*Exercise requirements*
Copy the records starting at the line that contains "target | golden light decoration" and ending at the line that contains "x=440, y=333", substituting "widest part" for "thickest part" and keeping everything else the same.

*Records for the task*
######
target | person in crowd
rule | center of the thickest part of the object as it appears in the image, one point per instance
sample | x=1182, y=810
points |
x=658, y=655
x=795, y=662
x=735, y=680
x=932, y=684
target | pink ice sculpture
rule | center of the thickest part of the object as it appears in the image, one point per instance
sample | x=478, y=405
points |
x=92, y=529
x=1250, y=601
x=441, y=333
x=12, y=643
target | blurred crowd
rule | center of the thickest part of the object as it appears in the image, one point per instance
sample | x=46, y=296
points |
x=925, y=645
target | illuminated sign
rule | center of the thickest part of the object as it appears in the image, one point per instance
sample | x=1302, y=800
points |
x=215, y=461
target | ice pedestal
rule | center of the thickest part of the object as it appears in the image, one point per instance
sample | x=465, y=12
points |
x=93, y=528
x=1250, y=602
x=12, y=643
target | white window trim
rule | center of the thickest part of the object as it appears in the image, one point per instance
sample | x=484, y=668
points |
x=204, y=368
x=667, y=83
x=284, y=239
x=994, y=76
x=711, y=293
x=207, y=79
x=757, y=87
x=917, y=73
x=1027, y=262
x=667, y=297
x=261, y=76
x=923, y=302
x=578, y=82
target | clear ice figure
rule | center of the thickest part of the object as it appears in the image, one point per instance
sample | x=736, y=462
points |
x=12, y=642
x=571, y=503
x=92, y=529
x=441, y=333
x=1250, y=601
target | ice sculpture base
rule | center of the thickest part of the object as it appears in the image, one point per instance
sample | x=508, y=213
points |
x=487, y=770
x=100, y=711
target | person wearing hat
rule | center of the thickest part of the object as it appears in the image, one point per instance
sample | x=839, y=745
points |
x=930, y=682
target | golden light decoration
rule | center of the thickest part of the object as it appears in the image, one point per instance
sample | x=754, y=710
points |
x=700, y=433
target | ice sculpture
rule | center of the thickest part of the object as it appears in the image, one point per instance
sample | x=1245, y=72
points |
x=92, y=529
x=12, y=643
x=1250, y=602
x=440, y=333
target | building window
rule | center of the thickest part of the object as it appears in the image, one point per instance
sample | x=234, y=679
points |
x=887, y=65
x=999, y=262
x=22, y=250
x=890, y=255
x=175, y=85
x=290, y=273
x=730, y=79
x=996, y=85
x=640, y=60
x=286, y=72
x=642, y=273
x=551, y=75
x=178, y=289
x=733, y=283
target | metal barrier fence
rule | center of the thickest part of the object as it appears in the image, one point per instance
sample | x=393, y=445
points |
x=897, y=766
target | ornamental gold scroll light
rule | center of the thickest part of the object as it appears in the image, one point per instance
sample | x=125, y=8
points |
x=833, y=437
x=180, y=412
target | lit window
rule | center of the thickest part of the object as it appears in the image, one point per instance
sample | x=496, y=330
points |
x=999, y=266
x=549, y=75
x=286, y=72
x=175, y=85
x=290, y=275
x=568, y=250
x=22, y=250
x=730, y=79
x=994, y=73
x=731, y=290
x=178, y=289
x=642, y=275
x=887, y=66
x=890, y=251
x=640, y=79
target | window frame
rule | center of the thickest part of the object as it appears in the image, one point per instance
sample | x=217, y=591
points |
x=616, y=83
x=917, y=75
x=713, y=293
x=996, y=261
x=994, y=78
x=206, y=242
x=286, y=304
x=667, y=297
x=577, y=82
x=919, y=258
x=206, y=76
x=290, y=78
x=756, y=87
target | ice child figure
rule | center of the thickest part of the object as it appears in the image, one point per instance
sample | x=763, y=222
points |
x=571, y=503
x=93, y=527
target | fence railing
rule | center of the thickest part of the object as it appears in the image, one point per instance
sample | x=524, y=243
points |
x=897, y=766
######
*Solution to the problem*
target | golden light decoration
rule | center of the widest part of the object as it appears in the image, one point per instance
sample | x=754, y=710
points |
x=700, y=433
target | ice sculpture
rule | center of the widest part of the object as it appears in the image, one point per instance
sample | x=1245, y=72
points |
x=92, y=529
x=12, y=643
x=1250, y=602
x=440, y=333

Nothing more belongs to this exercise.